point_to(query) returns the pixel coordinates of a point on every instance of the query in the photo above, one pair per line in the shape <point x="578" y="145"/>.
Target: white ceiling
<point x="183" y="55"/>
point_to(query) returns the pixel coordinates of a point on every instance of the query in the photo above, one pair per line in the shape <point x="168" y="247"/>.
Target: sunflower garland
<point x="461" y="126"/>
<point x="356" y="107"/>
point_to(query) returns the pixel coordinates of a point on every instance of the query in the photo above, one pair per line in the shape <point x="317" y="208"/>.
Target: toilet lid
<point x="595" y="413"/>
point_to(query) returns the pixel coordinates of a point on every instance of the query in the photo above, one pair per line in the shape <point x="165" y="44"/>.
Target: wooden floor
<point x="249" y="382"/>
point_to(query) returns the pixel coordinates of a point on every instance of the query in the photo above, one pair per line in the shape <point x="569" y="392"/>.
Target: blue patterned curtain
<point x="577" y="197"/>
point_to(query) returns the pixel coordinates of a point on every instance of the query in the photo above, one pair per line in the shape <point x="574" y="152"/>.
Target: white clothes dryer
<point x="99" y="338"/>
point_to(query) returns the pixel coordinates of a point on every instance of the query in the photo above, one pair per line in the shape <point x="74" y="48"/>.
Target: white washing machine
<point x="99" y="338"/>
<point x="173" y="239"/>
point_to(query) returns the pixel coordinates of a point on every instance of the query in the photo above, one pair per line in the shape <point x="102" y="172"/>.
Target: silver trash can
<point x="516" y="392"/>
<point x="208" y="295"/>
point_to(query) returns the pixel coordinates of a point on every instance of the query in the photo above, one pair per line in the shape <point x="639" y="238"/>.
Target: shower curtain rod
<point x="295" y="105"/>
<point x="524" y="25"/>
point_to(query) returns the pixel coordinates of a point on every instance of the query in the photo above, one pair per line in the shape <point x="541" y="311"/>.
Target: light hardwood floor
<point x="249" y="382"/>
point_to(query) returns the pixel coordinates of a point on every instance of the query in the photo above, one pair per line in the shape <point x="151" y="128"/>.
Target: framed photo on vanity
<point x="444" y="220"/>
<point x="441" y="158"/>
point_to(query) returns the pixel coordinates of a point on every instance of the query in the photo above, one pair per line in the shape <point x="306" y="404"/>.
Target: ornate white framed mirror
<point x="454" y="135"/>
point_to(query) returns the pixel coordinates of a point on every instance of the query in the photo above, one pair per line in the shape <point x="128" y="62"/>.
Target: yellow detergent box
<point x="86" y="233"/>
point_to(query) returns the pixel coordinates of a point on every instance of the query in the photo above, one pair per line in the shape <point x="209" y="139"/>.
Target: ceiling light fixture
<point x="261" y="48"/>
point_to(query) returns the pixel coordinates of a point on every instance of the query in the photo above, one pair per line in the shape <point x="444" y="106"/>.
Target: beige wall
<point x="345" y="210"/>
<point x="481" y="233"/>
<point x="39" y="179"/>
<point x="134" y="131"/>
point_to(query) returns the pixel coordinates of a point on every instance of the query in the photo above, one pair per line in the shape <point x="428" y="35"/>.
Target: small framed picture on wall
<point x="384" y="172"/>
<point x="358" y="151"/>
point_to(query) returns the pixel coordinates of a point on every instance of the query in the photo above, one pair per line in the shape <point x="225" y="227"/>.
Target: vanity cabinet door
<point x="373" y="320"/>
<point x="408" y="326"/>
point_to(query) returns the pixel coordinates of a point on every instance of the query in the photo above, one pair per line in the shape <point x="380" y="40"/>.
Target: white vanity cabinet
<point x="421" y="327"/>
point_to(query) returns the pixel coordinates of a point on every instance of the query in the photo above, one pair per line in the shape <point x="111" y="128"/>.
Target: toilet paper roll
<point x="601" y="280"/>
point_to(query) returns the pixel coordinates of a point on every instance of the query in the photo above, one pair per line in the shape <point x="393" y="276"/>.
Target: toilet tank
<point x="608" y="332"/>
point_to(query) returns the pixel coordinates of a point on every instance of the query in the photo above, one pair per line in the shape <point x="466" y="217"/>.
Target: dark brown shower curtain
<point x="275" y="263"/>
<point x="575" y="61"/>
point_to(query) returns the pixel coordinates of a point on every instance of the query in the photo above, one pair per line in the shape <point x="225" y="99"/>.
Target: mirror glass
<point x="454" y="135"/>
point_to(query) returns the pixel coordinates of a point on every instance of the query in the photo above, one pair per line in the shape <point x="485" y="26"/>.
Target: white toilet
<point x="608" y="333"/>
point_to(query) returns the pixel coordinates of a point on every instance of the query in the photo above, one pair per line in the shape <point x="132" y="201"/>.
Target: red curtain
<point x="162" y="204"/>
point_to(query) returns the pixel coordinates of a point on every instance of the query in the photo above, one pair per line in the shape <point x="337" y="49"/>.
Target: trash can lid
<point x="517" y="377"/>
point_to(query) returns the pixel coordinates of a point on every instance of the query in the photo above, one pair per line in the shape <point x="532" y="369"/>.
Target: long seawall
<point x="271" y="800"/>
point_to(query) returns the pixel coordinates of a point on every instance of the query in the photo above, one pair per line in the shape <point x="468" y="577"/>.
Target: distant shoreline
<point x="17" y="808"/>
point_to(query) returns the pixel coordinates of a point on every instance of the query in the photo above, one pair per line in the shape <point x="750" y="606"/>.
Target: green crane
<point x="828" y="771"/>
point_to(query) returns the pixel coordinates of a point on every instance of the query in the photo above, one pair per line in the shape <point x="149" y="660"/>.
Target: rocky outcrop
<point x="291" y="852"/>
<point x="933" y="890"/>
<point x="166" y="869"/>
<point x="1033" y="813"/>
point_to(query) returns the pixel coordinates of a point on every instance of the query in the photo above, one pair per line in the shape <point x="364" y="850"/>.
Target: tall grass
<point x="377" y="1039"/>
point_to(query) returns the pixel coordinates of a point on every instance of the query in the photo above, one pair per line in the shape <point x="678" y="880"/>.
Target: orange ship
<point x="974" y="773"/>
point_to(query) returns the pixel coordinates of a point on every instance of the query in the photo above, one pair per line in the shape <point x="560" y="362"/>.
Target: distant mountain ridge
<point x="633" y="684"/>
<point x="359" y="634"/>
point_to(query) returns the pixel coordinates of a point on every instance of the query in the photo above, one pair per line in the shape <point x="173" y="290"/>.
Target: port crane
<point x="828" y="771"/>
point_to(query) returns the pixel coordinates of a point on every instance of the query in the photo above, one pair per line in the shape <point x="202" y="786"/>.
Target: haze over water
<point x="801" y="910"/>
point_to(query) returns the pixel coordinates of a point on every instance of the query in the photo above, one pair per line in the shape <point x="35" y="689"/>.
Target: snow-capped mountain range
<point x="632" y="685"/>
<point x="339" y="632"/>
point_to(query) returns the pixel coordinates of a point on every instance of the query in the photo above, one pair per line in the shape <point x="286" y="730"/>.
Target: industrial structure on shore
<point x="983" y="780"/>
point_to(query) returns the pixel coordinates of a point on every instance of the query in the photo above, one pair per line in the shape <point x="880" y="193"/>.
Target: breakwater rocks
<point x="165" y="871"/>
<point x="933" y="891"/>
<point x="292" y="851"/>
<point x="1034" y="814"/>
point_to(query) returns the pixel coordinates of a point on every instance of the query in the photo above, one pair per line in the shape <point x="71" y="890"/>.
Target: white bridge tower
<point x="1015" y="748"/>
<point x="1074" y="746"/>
----------
> [Your task]
Reproduce every line above without error.

> [Response to the task]
point_to(query) returns the pixel coordinates of a point on every instance of the query in the photo above, one pair per line in the shape <point x="578" y="145"/>.
Target: white ceiling
<point x="183" y="55"/>
point_to(query) returns the pixel coordinates of a point on every instance of the query in the photo above, one pair per line in the shape <point x="168" y="247"/>.
Target: sunflower garland
<point x="461" y="126"/>
<point x="356" y="107"/>
point_to(query) returns the pixel coordinates of a point on every instance of the query in the photo above, one pair per line in the shape <point x="317" y="208"/>.
Target: toilet lid
<point x="595" y="413"/>
point_to(query) returns the pixel coordinates of a point on every instance of the query in the photo above, one pair per line in the shape <point x="165" y="44"/>.
Target: wooden floor
<point x="249" y="382"/>
point_to(query) returns the pixel coordinates of a point on every instance of the query in the photo above, one pair per line in the shape <point x="569" y="392"/>.
Target: blue patterned curtain
<point x="577" y="197"/>
point_to(query) returns the pixel coordinates of a point on every instance of the query in the photo above, one pair per line in the shape <point x="574" y="152"/>.
Target: white clothes dryer
<point x="99" y="338"/>
point_to(query) returns the pixel coordinates of a point on every instance of the query in the photo above, one pair per line in the shape <point x="74" y="48"/>.
Target: white washing machine
<point x="99" y="338"/>
<point x="173" y="239"/>
point_to(query) returns the pixel coordinates of a point on every instance of the query in the photo above, one pair per line in the shape <point x="102" y="172"/>.
Target: silver trash can
<point x="516" y="392"/>
<point x="208" y="295"/>
point_to(query) returns the pixel coordinates of a point on every instance of the query in the photo above, one pair per line in the shape <point x="639" y="238"/>.
Target: shower curtain rod
<point x="295" y="105"/>
<point x="524" y="25"/>
point_to(query) returns the pixel coordinates of a point on every instance of the query in the photo above, one pair per line in the shape <point x="541" y="311"/>.
Target: light hardwood floor
<point x="249" y="382"/>
point_to(query) returns the pixel coordinates of a point on every instance of the query in the photo above, one pair per line in the shape <point x="151" y="128"/>.
Target: framed photo on vanity
<point x="444" y="220"/>
<point x="441" y="158"/>
point_to(query) returns the pixel coordinates of a point on every instance of the query in the photo above, one pair per line in the shape <point x="306" y="404"/>.
Target: ornate white framed mirror
<point x="454" y="135"/>
point_to(query) returns the pixel coordinates of a point on every instance of the query in the photo above, one pair per line in the shape <point x="128" y="62"/>.
Target: yellow detergent box
<point x="86" y="233"/>
point_to(query) returns the pixel coordinates of a point on every instance of the query in the photo above, one pair per line in the shape <point x="209" y="139"/>.
Target: ceiling light fixture
<point x="261" y="48"/>
point_to(query) returns the pixel coordinates of a point on every instance of the query in the photo above, one pair per line in the shape <point x="444" y="106"/>.
Target: beige wall
<point x="345" y="210"/>
<point x="481" y="233"/>
<point x="39" y="179"/>
<point x="134" y="131"/>
point_to(query) returns the pixel coordinates of a point on every instance of the query in the photo above, one pair per line in the shape <point x="428" y="35"/>.
Target: small framed picture on wall
<point x="384" y="172"/>
<point x="358" y="151"/>
point_to(query) returns the pixel coordinates of a point on every instance of the query in the photo above, one pair per line in the shape <point x="225" y="227"/>.
Target: vanity cabinet door
<point x="373" y="320"/>
<point x="408" y="326"/>
point_to(query) returns the pixel coordinates of a point on every instance of the query in the photo above, one pair per line in the shape <point x="380" y="40"/>.
Target: white vanity cabinet
<point x="421" y="327"/>
point_to(query) returns the pixel coordinates of a point on every instance of the query in the photo above, one pair per line in the shape <point x="111" y="128"/>.
Target: toilet paper roll
<point x="601" y="280"/>
point_to(query) returns the pixel coordinates of a point on every instance of the query in the photo above, one pair per line in the shape <point x="393" y="276"/>.
Target: toilet tank
<point x="608" y="332"/>
point_to(query) returns the pixel coordinates of a point on every instance of the query in the photo above, one pair per line in the shape <point x="466" y="217"/>.
Target: dark brown shower curtain
<point x="275" y="263"/>
<point x="575" y="61"/>
point_to(query) returns the pixel coordinates of a point on every instance of the query in the photo above, one pair per line in the shape <point x="225" y="99"/>.
Target: mirror glass
<point x="454" y="135"/>
point_to(query) returns the pixel coordinates of a point on every instance of the query in the photo above, one pair per line in the shape <point x="485" y="26"/>.
Target: white toilet
<point x="608" y="333"/>
point_to(query) returns the pixel coordinates of a point on every instance of the query in the photo above, one pair per line in the shape <point x="132" y="201"/>.
Target: red curtain
<point x="162" y="204"/>
point_to(query) returns the pixel coordinates of a point on every instance of the query in the photo above, one pair per line in the shape <point x="337" y="49"/>.
Target: trash can lid
<point x="517" y="377"/>
point_to(query) returns the pixel coordinates of a point on every instance of the query in the photo above, one pair per line in the shape <point x="532" y="369"/>.
Target: long seawall
<point x="271" y="800"/>
point_to(query) returns the pixel coordinates of a point on every instance of the query in the photo above, one pair per line in the shape <point x="468" y="577"/>.
Target: distant shoreline
<point x="17" y="808"/>
point_to(query) returns the pixel coordinates of a point on every instance of the query in the photo above, one pair per line in the shape <point x="750" y="606"/>.
Target: green crane
<point x="828" y="771"/>
point_to(query) returns the pixel coordinates of a point on every instance of the query in the photo above, one pair per line in the shape <point x="149" y="660"/>.
Target: rocky outcrop
<point x="291" y="852"/>
<point x="933" y="890"/>
<point x="166" y="869"/>
<point x="1033" y="813"/>
point_to(query) returns the pixel coordinates of a point on every instance of the query in the photo above, one pair per line in the shape <point x="364" y="850"/>.
Target: tall grass
<point x="377" y="1039"/>
point_to(query) returns the pixel coordinates of a point on every instance of the query in the photo above, one pair per line in the shape <point x="678" y="880"/>.
Target: orange ship
<point x="974" y="773"/>
point_to(query) returns the pixel coordinates of a point on every instance of the query in the photo above, one pair per line in the shape <point x="560" y="362"/>.
Target: distant mountain ridge
<point x="633" y="684"/>
<point x="359" y="634"/>
point_to(query) returns the pixel coordinates of a point on every instance of the query in the photo above, one pair per line in the shape <point x="173" y="290"/>.
Target: port crane
<point x="828" y="771"/>
point_to(query) returns the pixel coordinates of a point on every instance of the query in the photo above, one pair per line in the shape <point x="202" y="786"/>.
Target: haze over water
<point x="801" y="910"/>
point_to(query) returns the pixel coordinates of a point on every instance of the query in the photo above, one pair per line in the shape <point x="35" y="689"/>.
Target: snow-capped mountain range
<point x="632" y="685"/>
<point x="339" y="632"/>
point_to(query) returns the pixel coordinates of a point on every instance of the query in the photo above, one pair per line in the shape <point x="286" y="730"/>.
Target: industrial structure on shore
<point x="983" y="780"/>
point_to(query) returns the pixel coordinates of a point on every instance of the query in the photo above, one pair per line in the shape <point x="880" y="193"/>.
Target: breakwater rocks
<point x="165" y="871"/>
<point x="933" y="891"/>
<point x="292" y="851"/>
<point x="1034" y="814"/>
point_to(query) returns the pixel coordinates of a point on every instance of the query in the photo above, one pair per line in the shape <point x="71" y="890"/>.
Target: white bridge tower
<point x="1015" y="748"/>
<point x="1074" y="746"/>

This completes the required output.